------ Text section

Tract-based spatial statistics investigations of temporal lobe epilepsy (TLE) have been using standard diffusion metrics, without distinguishing patients according to the lateralization of their epileptogenic zone. The aim of this study is to further our knowledge by identifying specific patterns of alteration in left and right TLE patients using diffusion kurtosis imaging and NODDI parameter maps. Our findings demonstrate the presence of specific patterns of white matter alterations, with the left TLE more widely affecting both cerebral and cerebellar regions. These results support the need to consider patients separately, according to the side of their pathology.

Introduction

General white matter (WM) alterations in Temporal Lobe Epilepsy (TLE) are well documented [1]. Diffusion tensor imaging (DTI) has been used to study WM abnormalities. Diffusion kurtosis imaging (DKI) [2] and neurite orientation dispersion and density imaging (NODDI) [3], have been proposed as advanced methods to calculate metrics sensitive to microstructural alterations. Tract-based spatial statistics (TBSS) [4] is a fully automated technique for voxel-wise statistics on diffusion metrics while minimizing possible misalignment between subjects.

------------
------ Record extracts

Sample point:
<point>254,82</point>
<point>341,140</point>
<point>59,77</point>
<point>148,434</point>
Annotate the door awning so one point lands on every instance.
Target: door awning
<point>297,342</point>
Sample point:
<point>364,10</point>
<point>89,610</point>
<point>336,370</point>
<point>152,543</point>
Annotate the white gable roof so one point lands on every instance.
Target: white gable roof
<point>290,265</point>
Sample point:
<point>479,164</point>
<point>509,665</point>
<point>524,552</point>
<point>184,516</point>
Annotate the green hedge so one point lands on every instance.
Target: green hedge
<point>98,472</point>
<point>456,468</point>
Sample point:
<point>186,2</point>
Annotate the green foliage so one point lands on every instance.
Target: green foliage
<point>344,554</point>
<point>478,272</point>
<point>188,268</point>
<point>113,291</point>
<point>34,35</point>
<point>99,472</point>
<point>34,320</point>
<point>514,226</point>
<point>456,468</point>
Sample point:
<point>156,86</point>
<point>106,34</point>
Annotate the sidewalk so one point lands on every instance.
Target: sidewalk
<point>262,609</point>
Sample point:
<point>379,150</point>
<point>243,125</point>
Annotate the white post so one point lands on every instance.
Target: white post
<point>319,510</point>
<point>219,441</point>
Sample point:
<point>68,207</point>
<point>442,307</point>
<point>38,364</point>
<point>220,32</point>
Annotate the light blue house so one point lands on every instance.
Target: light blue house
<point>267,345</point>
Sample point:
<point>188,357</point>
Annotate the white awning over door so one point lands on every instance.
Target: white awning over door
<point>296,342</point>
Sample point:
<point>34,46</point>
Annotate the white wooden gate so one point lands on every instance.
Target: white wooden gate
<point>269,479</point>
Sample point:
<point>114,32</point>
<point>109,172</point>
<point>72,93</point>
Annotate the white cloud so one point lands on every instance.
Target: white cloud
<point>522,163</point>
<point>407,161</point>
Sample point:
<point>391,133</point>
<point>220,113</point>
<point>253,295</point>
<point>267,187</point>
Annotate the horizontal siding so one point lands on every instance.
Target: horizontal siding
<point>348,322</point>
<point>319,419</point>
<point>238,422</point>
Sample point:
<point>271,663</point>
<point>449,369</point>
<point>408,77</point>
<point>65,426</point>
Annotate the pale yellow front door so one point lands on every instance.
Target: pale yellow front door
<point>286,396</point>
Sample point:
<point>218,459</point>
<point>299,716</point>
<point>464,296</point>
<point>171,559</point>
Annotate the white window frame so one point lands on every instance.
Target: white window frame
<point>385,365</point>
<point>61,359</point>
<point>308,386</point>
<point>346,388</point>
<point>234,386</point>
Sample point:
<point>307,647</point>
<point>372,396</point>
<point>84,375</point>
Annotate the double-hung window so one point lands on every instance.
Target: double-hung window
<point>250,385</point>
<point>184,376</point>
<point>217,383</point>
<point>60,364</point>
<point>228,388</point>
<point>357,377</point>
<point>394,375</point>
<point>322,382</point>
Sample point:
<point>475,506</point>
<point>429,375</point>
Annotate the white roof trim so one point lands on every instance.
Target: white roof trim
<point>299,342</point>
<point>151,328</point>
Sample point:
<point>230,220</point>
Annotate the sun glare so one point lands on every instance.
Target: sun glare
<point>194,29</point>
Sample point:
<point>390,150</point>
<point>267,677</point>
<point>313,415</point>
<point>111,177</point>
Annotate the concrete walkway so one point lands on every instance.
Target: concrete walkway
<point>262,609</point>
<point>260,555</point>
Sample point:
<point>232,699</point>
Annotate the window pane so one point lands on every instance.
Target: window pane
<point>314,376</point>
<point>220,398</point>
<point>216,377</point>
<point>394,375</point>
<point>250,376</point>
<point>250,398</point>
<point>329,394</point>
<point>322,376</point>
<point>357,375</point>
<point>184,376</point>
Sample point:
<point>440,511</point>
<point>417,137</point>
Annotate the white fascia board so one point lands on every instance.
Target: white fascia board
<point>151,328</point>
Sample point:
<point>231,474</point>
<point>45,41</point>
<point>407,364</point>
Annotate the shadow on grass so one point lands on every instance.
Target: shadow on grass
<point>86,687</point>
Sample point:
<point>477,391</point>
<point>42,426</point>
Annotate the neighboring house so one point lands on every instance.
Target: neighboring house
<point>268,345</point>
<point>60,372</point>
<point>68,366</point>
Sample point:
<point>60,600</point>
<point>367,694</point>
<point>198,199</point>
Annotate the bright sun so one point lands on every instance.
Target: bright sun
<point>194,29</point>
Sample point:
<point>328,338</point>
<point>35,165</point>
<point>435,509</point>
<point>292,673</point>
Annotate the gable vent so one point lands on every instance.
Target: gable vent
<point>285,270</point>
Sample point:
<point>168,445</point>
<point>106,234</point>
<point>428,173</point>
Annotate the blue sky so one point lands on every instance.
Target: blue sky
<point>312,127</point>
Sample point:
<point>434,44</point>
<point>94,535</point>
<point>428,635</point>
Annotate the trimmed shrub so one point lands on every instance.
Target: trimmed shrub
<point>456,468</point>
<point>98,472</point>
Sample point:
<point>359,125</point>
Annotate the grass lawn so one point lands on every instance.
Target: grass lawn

------------

Exercise requirements:
Copy from the epilepsy text the part that opens with the words containing "Introduction" and closes with "misalignment between subjects.". Answer from the epilepsy text alone, not from the data.

Exercise response:
Introduction

General white matter (WM) alterations in Temporal Lobe Epilepsy (TLE) are well documented [1]. Diffusion tensor imaging (DTI) has been used to study WM abnormalities. Diffusion kurtosis imaging (DKI) [2] and neurite orientation dispersion and density imaging (NODDI) [3], have been proposed as advanced methods to calculate metrics sensitive to microstructural alterations. Tract-based spatial statistics (TBSS) [4] is a fully automated technique for voxel-wise statistics on diffusion metrics while minimizing possible misalignment between subjects.